(Written task) Copy every item below word for word, keeping each line unchanged and in the same order.
..............................
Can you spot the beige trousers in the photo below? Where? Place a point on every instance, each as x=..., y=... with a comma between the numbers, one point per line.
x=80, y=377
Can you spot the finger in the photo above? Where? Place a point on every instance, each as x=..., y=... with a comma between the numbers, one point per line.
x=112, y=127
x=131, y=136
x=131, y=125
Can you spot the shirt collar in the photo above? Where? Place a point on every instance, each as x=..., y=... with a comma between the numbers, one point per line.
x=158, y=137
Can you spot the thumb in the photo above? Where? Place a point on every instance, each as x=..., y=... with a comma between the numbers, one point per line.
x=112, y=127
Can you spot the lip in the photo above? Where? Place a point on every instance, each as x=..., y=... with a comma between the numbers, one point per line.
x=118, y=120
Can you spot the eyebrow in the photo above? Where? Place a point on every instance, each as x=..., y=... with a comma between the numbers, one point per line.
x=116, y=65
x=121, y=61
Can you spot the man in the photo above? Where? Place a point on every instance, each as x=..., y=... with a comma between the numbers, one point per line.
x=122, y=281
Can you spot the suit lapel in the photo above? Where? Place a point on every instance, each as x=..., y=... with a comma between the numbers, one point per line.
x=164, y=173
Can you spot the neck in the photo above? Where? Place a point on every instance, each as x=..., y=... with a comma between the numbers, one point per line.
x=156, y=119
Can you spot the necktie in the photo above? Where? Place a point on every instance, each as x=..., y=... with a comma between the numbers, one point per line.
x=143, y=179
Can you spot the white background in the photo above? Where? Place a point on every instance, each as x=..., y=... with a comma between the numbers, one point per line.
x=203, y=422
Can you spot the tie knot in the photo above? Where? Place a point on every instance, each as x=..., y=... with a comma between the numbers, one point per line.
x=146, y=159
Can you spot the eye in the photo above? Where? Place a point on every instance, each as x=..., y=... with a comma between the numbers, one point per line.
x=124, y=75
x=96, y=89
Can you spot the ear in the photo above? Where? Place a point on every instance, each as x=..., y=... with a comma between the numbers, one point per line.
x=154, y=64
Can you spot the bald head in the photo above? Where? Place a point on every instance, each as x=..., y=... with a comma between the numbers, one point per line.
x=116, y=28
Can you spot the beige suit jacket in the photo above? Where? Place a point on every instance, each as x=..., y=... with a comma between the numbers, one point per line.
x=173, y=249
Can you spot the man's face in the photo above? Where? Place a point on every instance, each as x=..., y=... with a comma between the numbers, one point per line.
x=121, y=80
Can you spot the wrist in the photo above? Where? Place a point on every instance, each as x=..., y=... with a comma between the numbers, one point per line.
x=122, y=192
..............................
(Response to this exercise)
Can you spot the beige trousers in the photo below? Where? Place a point on every instance, each as x=..., y=... with a comma between the numbers, one point per line.
x=80, y=377
Can you spot the finger in the photo above? Where? Place a point on every instance, each as x=..., y=... with a comma between the numbers, one point per line.
x=112, y=127
x=131, y=136
x=131, y=125
Can you spot the shirt collar in the photo above? Where? Place a point on every instance, each as x=..., y=... with a comma between the numbers, one point per line.
x=158, y=137
Can you spot the thumb in the photo above? Where? Place a point on every instance, each as x=..., y=... with a comma between the numbers, one point per line.
x=112, y=127
Can you spot the lip in the photo above? Where? Place a point on every instance, each as x=..., y=... with a comma between the numbers, one point per line.
x=118, y=120
Can you spot the eyebrow in the photo above? Where? Place a point on every instance, each as x=..., y=... with a comma between the numbers, one point per line.
x=116, y=65
x=121, y=61
Can you spot the man in the photo above? Where? Place a point on every instance, each as x=..., y=... with a comma between the numbers, one point per line.
x=122, y=281
Can you spot the suit lapel in the photo above? Where? Place a point on every instance, each as x=..., y=... with a comma between the numbers, one point per line.
x=164, y=173
Can you spot the neck in the photo above? Where? Place a point on every instance, each as x=..., y=... with a comma between the numbers, one point per line.
x=156, y=119
Can you spot the necktie in the photo above? Where? Place a point on every instance, each as x=..., y=... with a comma between the numbers, one point per line.
x=143, y=179
Can you spot the white background in the photo above? Where? Place a point on every instance, each as x=..., y=... with a comma between the numbers, one point per line.
x=203, y=422
Can you spot the tie knot in the photo above? Where? Place a point on every instance, each as x=..., y=... with a comma between the numbers, one point per line.
x=146, y=159
Can you spot the eye in the photo above? Where? Place a point on every instance, each as x=..., y=... with a comma between the numbers, one point per line.
x=124, y=75
x=96, y=89
Can you spot the ear in the photo above? Where? Place a point on every instance, each as x=..., y=... with a comma between the numbers, one point per line.
x=154, y=64
Can you spot the bald head in the photo above? Where? Place a point on every instance, each as x=..., y=... with a comma between the numbers, one point per line.
x=116, y=28
Can you spot the beige suit jacket in the photo above? Where? Place a point on every instance, each as x=..., y=... with a comma between the numbers, one point per line.
x=173, y=249
Can you spot the man's face in the photo above? Where? Place a point on every instance, each as x=..., y=... with a comma between the numbers, one point per line.
x=121, y=80
Can you spot the wrist in the photo above? Where? Place a point on every instance, each as x=..., y=... with a comma between the numbers, one point per line.
x=122, y=192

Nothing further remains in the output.